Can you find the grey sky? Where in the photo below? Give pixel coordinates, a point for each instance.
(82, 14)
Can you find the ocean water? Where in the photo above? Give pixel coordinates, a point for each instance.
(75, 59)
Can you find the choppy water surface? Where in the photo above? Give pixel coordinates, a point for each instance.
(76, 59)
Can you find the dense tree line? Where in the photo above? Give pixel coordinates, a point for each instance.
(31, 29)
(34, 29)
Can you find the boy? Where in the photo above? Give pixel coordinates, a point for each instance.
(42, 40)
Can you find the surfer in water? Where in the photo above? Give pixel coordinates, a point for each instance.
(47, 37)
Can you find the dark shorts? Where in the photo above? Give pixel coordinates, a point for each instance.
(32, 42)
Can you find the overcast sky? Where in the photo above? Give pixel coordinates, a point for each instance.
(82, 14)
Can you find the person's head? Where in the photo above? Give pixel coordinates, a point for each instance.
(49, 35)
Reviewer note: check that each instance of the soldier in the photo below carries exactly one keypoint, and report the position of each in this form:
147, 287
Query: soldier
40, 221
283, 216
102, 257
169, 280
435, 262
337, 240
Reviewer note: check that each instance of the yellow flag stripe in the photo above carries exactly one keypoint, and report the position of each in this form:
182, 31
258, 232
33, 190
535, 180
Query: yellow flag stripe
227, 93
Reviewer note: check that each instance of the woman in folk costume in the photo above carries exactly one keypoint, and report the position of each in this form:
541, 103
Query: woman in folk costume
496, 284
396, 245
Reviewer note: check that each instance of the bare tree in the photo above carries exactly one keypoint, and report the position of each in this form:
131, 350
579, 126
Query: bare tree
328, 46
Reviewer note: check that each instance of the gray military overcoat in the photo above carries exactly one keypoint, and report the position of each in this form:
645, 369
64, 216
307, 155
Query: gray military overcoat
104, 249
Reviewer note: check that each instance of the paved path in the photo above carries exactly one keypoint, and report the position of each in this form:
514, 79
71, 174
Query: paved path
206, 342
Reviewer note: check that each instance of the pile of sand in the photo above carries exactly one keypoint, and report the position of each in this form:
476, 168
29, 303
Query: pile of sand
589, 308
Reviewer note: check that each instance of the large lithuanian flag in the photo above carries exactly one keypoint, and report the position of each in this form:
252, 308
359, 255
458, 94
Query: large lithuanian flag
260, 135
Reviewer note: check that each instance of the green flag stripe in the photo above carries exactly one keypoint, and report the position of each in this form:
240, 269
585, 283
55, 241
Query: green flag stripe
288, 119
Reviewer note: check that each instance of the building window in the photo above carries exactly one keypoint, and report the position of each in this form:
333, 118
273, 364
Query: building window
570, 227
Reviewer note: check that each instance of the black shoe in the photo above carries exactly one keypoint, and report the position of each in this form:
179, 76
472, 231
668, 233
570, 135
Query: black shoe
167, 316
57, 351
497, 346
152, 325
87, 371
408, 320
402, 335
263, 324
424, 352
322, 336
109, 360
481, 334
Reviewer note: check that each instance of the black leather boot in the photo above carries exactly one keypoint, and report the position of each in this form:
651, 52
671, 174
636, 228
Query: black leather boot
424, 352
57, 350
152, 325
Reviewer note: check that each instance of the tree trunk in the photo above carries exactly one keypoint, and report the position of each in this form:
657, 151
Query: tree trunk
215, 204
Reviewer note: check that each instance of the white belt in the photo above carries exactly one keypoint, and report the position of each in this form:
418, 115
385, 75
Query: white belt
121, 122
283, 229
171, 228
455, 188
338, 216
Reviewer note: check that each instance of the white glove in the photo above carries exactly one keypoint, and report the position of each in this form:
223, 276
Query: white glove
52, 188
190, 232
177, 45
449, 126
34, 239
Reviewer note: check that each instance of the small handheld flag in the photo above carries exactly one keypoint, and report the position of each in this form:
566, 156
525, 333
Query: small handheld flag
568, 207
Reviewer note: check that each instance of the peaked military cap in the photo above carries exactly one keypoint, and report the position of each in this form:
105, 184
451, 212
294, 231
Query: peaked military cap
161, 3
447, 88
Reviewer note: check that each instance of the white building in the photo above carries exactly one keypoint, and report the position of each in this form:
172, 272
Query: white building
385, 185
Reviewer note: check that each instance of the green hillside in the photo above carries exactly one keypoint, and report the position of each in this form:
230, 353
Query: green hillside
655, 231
**********
Copy the data exactly as it was presented.

Can you find the grey sky? Where in the photo below? Give pixel coordinates, a point for each instance.
(82, 14)
Can you find the ocean water? Where in the photo above? Give pixel coordinates, a point for each instance.
(75, 59)
Can you find the choppy water surface? Where in the photo above? Give pixel coordinates, a point for each instance.
(76, 59)
Can you find the dense tree line? Where in the photo above? Give pixel coordinates, a point for each instance.
(31, 29)
(34, 29)
Can you find the boy? Where in the photo above? Give pixel coordinates, a point for each instance.
(42, 40)
Can you find the surfer in water? Where in the photo above? Give pixel coordinates, a point for each instance.
(47, 37)
Can you find the dark shorts? Where in the photo above? Give pixel coordinates, a point for each instance.
(32, 42)
Can you find the overcast sky? Where in the photo above? Give pixel coordinates, a point for each instance.
(82, 14)
Can you find the person's head? Where in the photo above? Give pixel coordinates, a point for each instance.
(49, 35)
Reviewer note: check that each instance of the soldier in the photo below carries exactly one keypoint, and report the position of each in this form:
147, 287
Query: soldier
40, 221
283, 216
102, 257
169, 280
435, 262
337, 240
Reviewer note: check that each instance of the yellow flag stripe in the photo above carries exactly one keypoint, and report the position of each in this form:
182, 31
258, 232
33, 190
535, 180
Query: yellow flag stripe
227, 93
Reviewer note: check that each instance of the woman in folk costume in the photo above carries exactly one keypoint, and report the position of each in this form:
541, 103
Query: woman in folk costume
496, 284
396, 245
Reviewer note: check that each instance of the bare tree in the photo above carries exactly one keypoint, and report the position of each in this form:
131, 350
579, 126
Query: bare tree
328, 46
Reviewer note: check that each instance of the gray military overcoat in the photo above carries exactly one keypoint, and report the position of each in this form:
645, 369
64, 216
307, 155
Query: gray military overcoat
104, 249
Reviewer note: check that each instance of the paved path in the photo above carries exactly one keypoint, and report the position of each in this form:
514, 79
71, 174
Query: paved path
206, 342
Reviewer note: check that each instance of the pile of sand in the photo above carries exactly one keypoint, and report the position of each in this form:
476, 168
29, 303
Query: pile of sand
589, 308
Reviewer note: check that each instance of the large lithuanian flag in the photo above carries exactly one keypoint, and report the position of each in this form:
252, 308
359, 255
458, 94
Query: large lithuanian flag
260, 135
Reviewer note: check that each instance of the green flag stripe in the photo above carries exactly one keypoint, and report the position of each in this form:
240, 269
585, 283
55, 241
Query: green flag stripe
288, 119
Reviewer note: check that each instance of the building window in the photo above carries exactly one keypoint, and report the position of each in this form:
333, 118
273, 364
Query: building window
570, 227
Reviewer note: check that each instance of the black shoe in the photo above carries exactly one keypoint, and report the position of each in this form:
179, 76
472, 231
668, 233
570, 135
Query: black shoe
167, 316
57, 351
497, 346
152, 325
87, 371
408, 320
402, 335
263, 324
424, 352
322, 336
109, 360
481, 334
Reviewer note: check that each instance of the black leather boot in the photo above carries exactly one keypoint, and report the position of each in this form:
651, 52
671, 174
636, 228
Query: black leather boot
424, 352
57, 350
152, 325
Reviewer note: check that each instance of the tree trunk in the photo above carries exactly one keypoint, and report the position of each in this form:
657, 151
Query: tree trunk
215, 204
Reviewer note: check that each instance of the white belt in the photo above carries exactly one keypoint, and report the position of each in this form:
418, 115
385, 75
Query: white belt
121, 122
283, 229
171, 228
455, 188
338, 216
Reviewer note: check that each instance of the white glove in the photo above carries exactly one keypoint, and report the position of each in this form:
223, 276
Query: white glove
52, 188
190, 232
177, 45
449, 126
34, 239
Reviewer note: check that each instance of the small handheld flag in the photo above carries exactly one keypoint, and report the position of each in this form:
566, 156
525, 333
Query: small handheld flag
568, 207
Reviewer note: check that each instance of the peaked military cap in the photo above carries exactly one keypoint, and report the position of each in this form:
105, 184
451, 212
294, 231
Query: peaked military cap
161, 3
447, 88
Reviewer note: check that each instance of the white building in the photo above carries exactly one keypoint, and report the position of each in this form:
172, 272
Query: white building
385, 185
Reviewer note: check that each instance of the green hillside in the photo above carries exactly one keypoint, and report the position of each in this form:
230, 353
Query: green hillside
655, 231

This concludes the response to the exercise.